*WORK TO COMPLETE:* Only the pictures are to be left out; the listing itself is repeated exactly.

*** Opening of RAW DATA ***

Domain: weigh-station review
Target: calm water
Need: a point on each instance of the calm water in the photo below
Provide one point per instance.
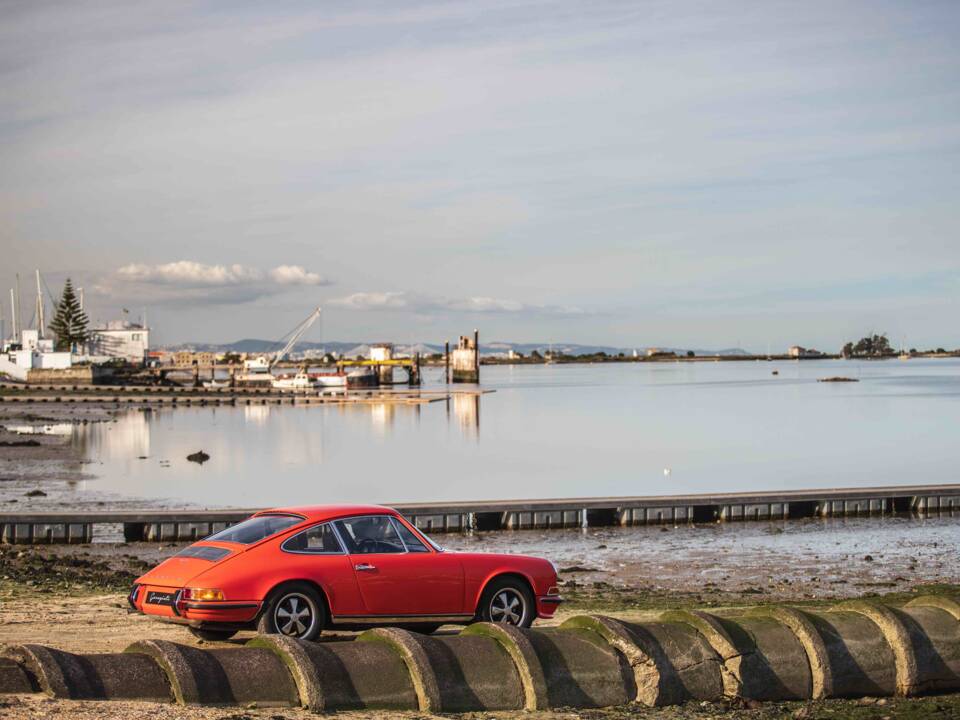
(555, 431)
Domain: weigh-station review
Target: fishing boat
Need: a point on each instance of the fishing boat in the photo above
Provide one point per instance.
(300, 381)
(216, 384)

*** Close of RAW DATA ***

*EXERCISE SOLUTION:*
Domain: weigh-station review
Target: calm water
Need: a point on each instance of the calm water in the photo below
Provide one point per instance.
(555, 431)
Domain: weigh-station review
Target: fishing boat
Need: a point on each instance of the fishing boat in the photo above
Provide one point per instance.
(300, 381)
(216, 384)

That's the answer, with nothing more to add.